## [Entries provided]

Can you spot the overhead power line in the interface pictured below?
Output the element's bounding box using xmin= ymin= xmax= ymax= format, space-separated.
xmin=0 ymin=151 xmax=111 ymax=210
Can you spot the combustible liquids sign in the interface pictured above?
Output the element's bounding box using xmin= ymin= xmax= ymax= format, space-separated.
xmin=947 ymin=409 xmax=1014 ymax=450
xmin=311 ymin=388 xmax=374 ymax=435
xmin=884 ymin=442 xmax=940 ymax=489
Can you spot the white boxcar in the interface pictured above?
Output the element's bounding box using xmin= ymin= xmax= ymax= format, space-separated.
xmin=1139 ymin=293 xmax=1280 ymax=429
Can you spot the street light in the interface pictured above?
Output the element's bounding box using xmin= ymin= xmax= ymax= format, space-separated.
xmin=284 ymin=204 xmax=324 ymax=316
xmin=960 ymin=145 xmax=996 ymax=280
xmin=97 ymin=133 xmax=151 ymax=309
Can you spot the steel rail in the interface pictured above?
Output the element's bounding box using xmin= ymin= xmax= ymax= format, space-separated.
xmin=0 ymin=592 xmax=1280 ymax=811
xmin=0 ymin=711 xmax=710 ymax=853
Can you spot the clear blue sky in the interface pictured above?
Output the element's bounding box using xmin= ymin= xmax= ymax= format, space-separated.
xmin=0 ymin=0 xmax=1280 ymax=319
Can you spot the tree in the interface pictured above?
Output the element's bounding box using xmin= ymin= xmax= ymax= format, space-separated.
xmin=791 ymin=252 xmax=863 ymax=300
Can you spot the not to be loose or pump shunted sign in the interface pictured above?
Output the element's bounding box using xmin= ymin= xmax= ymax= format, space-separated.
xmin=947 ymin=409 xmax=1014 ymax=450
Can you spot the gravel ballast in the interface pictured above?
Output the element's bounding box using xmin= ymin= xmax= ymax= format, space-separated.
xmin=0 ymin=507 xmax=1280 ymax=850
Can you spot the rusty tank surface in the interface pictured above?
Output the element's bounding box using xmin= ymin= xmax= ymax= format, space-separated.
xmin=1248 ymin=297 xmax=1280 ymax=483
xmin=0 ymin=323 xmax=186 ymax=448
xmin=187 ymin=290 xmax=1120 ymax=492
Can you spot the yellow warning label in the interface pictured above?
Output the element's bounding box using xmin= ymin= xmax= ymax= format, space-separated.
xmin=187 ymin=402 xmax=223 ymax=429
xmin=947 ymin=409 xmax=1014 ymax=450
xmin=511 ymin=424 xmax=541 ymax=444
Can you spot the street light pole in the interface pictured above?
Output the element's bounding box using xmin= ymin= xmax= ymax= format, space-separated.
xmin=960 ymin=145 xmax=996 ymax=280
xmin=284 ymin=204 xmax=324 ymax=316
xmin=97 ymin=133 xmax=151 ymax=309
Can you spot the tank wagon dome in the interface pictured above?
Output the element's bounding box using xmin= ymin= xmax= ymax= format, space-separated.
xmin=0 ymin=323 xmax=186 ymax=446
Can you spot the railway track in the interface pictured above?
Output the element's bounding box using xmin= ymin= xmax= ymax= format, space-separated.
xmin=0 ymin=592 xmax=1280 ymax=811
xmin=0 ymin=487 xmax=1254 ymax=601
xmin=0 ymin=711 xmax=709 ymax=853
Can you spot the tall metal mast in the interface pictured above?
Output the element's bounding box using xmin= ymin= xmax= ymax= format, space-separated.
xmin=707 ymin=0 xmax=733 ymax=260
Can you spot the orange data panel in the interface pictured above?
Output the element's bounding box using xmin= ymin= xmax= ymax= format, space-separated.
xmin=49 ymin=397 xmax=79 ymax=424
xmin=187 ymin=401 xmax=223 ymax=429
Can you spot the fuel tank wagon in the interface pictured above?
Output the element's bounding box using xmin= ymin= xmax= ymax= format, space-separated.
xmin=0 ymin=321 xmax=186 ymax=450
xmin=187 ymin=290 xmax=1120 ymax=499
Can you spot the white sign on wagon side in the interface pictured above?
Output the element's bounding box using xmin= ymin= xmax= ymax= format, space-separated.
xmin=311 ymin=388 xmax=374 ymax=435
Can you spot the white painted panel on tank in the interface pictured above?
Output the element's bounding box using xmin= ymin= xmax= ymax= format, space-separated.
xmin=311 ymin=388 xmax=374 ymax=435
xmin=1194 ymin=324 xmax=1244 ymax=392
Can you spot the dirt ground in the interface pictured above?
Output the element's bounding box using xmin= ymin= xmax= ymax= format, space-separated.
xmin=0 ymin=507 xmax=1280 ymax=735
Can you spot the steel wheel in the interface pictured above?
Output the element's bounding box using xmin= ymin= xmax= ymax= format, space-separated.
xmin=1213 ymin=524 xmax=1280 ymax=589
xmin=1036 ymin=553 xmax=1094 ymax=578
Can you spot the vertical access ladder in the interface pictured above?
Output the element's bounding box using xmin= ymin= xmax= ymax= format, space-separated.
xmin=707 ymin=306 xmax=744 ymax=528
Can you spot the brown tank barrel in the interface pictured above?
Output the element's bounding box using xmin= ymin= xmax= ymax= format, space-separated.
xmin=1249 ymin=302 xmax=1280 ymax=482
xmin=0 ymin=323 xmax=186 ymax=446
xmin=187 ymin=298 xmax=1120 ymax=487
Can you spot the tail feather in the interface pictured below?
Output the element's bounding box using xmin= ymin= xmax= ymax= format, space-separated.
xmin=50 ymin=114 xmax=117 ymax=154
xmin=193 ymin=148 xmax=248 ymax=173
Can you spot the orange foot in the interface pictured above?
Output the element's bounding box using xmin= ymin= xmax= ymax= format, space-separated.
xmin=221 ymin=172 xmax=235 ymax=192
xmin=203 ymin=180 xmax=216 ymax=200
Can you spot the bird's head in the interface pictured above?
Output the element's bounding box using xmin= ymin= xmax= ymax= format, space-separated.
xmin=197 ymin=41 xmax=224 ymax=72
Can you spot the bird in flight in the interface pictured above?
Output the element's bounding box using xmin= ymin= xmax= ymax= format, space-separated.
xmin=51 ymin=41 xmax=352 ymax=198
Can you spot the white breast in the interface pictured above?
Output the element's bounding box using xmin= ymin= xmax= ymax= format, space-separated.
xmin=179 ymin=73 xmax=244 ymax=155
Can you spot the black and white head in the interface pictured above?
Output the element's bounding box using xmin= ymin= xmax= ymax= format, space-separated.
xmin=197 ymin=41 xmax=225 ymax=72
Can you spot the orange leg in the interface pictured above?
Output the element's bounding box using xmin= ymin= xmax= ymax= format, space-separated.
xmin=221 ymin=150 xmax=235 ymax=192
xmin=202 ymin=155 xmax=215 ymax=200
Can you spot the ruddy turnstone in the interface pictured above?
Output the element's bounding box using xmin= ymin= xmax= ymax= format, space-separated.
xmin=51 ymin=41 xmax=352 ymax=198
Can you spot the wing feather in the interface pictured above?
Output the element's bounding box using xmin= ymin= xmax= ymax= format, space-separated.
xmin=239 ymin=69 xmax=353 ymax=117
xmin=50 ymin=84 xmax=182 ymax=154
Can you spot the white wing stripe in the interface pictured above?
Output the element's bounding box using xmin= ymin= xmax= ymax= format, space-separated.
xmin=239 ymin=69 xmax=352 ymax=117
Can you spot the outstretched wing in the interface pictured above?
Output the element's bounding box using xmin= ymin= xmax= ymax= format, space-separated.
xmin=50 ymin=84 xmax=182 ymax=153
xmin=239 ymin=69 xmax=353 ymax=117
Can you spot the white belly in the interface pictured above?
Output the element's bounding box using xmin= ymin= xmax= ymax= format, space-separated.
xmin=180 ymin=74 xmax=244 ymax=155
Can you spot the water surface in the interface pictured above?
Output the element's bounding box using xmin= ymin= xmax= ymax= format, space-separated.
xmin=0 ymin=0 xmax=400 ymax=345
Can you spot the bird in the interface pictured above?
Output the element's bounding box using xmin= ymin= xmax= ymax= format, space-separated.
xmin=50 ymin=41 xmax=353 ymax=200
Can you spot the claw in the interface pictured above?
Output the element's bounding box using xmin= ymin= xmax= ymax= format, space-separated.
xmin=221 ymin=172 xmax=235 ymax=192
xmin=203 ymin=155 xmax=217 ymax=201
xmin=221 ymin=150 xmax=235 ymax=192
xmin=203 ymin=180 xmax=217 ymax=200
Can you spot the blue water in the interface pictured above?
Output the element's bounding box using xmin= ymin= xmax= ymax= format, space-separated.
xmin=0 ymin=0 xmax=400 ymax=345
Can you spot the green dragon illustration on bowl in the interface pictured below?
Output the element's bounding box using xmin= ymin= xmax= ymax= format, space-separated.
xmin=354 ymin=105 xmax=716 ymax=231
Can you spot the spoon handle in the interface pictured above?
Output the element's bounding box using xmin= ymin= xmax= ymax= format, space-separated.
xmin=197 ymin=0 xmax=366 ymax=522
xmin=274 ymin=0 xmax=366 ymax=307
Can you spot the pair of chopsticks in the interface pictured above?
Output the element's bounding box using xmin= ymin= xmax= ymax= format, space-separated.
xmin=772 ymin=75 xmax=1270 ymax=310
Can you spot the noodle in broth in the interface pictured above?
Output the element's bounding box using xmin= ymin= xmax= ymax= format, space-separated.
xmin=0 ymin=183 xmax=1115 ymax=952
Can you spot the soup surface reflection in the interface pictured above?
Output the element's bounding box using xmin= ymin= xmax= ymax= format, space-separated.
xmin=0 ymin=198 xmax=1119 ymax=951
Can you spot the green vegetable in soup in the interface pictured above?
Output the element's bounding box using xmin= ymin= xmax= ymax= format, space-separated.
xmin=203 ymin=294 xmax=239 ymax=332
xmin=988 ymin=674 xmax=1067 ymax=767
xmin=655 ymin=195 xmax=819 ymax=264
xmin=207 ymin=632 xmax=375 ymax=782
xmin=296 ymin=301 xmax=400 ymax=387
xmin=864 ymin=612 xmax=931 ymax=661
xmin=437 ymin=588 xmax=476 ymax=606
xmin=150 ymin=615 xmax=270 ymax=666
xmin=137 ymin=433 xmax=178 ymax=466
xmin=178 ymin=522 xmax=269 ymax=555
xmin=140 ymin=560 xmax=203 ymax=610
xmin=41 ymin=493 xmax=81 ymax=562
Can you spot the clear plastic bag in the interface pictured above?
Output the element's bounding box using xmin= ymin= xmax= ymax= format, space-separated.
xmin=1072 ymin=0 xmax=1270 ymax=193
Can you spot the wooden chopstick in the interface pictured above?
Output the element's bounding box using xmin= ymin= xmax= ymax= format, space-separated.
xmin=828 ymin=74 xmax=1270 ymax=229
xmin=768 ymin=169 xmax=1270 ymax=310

## [What is expected]
Reproduce, character for character, the stretch of the data from the line containing "Can you spot the soup" through the line containing "xmin=41 ymin=493 xmax=81 ymax=562", including both of those lines.

## [Written response]
Can you spot the soup surface reflection in the interface pictured above?
Output the element's bounding box using xmin= ymin= xmax= ymax= format, space-separated.
xmin=0 ymin=198 xmax=1119 ymax=951
Can you spot the green vegetable in soup in the interface pictured above?
Output the element's bounding box using xmin= ymin= xmax= ymax= format, space-separated.
xmin=203 ymin=294 xmax=239 ymax=332
xmin=988 ymin=674 xmax=1067 ymax=767
xmin=655 ymin=195 xmax=819 ymax=264
xmin=207 ymin=632 xmax=375 ymax=782
xmin=296 ymin=301 xmax=400 ymax=387
xmin=864 ymin=612 xmax=931 ymax=661
xmin=437 ymin=588 xmax=476 ymax=606
xmin=150 ymin=615 xmax=270 ymax=666
xmin=137 ymin=433 xmax=178 ymax=466
xmin=178 ymin=522 xmax=269 ymax=555
xmin=140 ymin=560 xmax=203 ymax=610
xmin=41 ymin=493 xmax=81 ymax=562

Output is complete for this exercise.